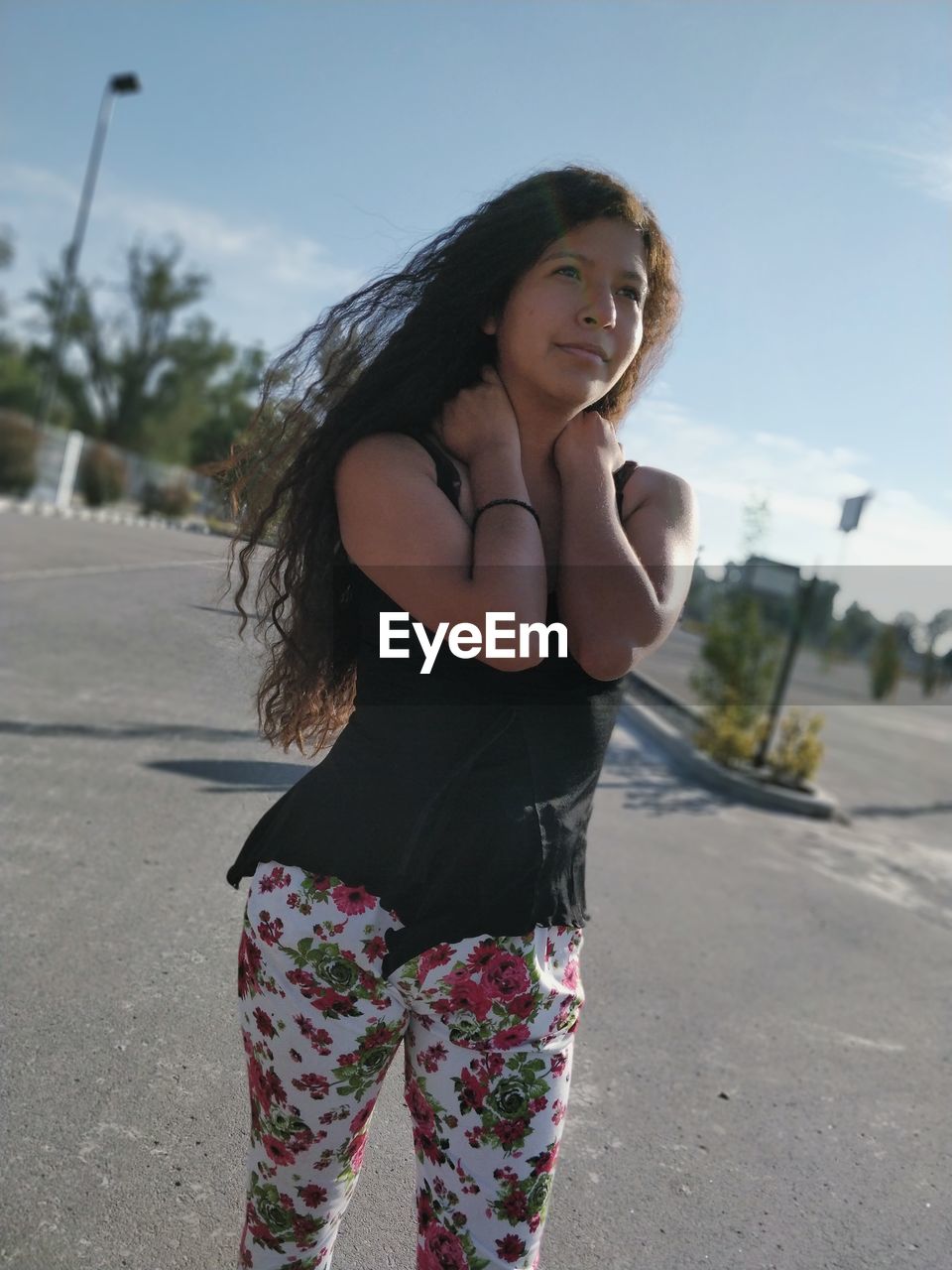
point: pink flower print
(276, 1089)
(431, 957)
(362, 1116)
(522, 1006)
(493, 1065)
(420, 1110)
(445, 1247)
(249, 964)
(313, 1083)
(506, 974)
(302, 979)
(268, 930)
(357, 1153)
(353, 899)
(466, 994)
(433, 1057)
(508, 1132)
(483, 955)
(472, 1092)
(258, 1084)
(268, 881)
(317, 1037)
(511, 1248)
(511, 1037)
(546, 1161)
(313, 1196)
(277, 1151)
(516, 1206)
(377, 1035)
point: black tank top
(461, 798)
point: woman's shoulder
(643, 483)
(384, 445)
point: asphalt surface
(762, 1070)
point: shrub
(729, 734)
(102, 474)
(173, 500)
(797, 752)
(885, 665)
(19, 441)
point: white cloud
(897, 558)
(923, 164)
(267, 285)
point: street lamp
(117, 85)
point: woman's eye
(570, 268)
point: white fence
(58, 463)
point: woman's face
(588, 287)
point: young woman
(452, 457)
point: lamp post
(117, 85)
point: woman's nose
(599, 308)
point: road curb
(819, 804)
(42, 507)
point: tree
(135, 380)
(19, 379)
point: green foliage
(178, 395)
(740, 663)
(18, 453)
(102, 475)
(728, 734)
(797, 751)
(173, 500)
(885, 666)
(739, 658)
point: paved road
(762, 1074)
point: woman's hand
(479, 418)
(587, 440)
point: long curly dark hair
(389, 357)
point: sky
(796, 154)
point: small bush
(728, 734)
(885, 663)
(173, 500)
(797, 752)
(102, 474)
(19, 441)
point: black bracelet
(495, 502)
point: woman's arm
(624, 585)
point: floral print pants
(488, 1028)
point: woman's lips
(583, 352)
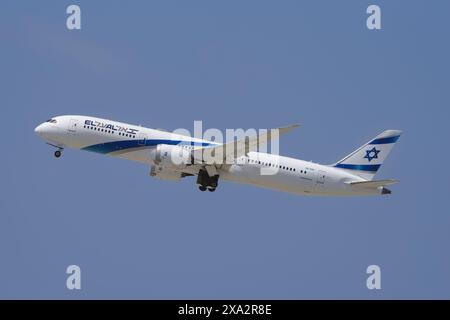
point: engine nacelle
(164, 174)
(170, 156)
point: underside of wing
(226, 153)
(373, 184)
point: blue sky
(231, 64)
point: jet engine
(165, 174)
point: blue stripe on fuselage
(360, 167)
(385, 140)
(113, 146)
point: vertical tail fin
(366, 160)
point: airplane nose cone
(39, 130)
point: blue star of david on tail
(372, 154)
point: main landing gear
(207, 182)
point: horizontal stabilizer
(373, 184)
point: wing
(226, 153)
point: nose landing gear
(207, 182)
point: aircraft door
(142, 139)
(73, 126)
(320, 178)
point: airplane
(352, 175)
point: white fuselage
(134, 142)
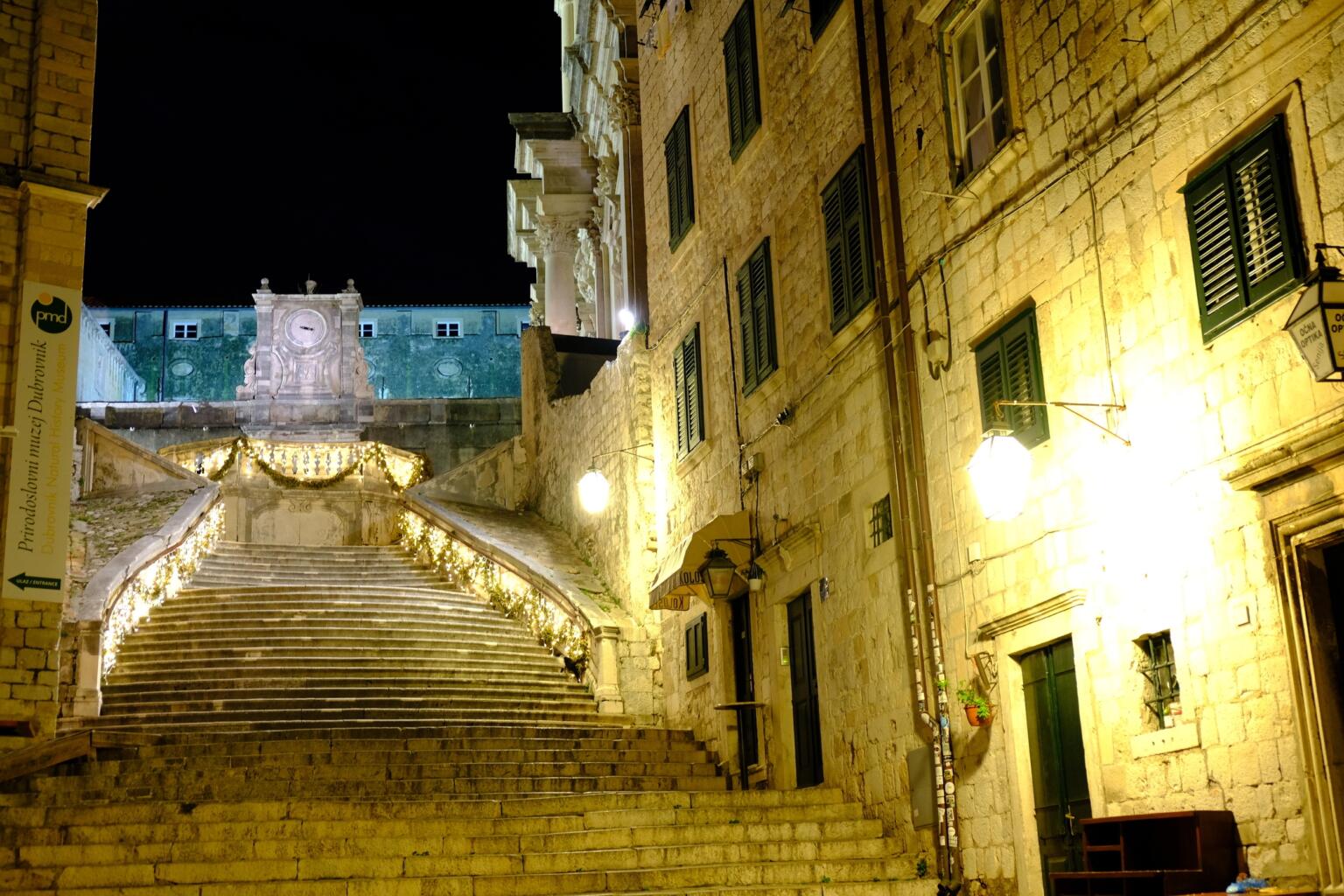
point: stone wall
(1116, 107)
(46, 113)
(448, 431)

▸ Goal of the exercise
Could you reproduce every one of the lines above word for word, leaving the pictures out of your answer?

▸ Expected answer
point: pink flower print
(276, 1089)
(431, 957)
(362, 1116)
(522, 1006)
(493, 1065)
(420, 1110)
(445, 1247)
(249, 964)
(313, 1083)
(506, 974)
(302, 979)
(268, 930)
(357, 1153)
(353, 899)
(466, 994)
(433, 1057)
(508, 1132)
(483, 955)
(472, 1092)
(258, 1084)
(268, 881)
(317, 1037)
(511, 1248)
(511, 1037)
(546, 1161)
(313, 1196)
(277, 1151)
(516, 1206)
(377, 1035)
point: black tank top
(461, 798)
point: woman's shoulder
(643, 483)
(384, 445)
point: asphalt surface
(762, 1070)
point: shrub
(729, 734)
(102, 474)
(173, 500)
(797, 752)
(885, 665)
(19, 441)
point: white cloud
(897, 558)
(923, 164)
(267, 285)
point: street lamp
(117, 85)
point: woman's eye
(570, 268)
point: white fence
(58, 463)
point: woman's face
(588, 287)
point: young woman
(452, 457)
point: lamp post
(117, 85)
point: woman's nose
(599, 308)
point: road curb
(819, 804)
(42, 507)
point: tree
(135, 380)
(19, 379)
point: green foliage
(178, 395)
(740, 663)
(18, 453)
(102, 475)
(728, 734)
(797, 751)
(173, 500)
(885, 666)
(739, 658)
point: paved road
(762, 1074)
point: woman's hand
(479, 418)
(587, 440)
point: long curly dark hair
(389, 357)
point: sky
(796, 154)
point: small bush
(728, 734)
(885, 663)
(173, 500)
(797, 752)
(102, 474)
(19, 441)
point: black bracelet
(495, 502)
point: woman's arm
(624, 585)
point: floral print pants
(488, 1028)
point: woman's lips
(583, 352)
point: engine nacelle
(164, 174)
(170, 156)
point: underside of wing
(226, 153)
(373, 184)
point: blue sky
(231, 64)
point: jet engine
(165, 174)
point: blue stripe on fuselage
(360, 167)
(385, 140)
(113, 146)
point: vertical tail fin
(366, 160)
point: airplane nose cone
(39, 130)
point: blue star of david on tail
(372, 154)
point: main landing gear
(207, 182)
point: horizontal stabilizer
(373, 184)
point: wing
(226, 153)
point: nose landing gear
(207, 182)
point: aircraft door
(142, 139)
(73, 126)
(320, 178)
point: airplane
(352, 175)
point: white fuselage
(134, 142)
point: stone wall
(1116, 107)
(46, 113)
(448, 431)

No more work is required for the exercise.